• _WHAT IS NEEDED_: Where a line of the records contains the word "poster", show that line.

• _INPUT_:

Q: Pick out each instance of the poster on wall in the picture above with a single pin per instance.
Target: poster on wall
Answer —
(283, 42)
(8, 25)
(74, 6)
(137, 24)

• _EXERCISE RESPONSE_:
Q: Pick out each instance of the poster on wall in the picture above with a single pin per instance.
Target: poster on wall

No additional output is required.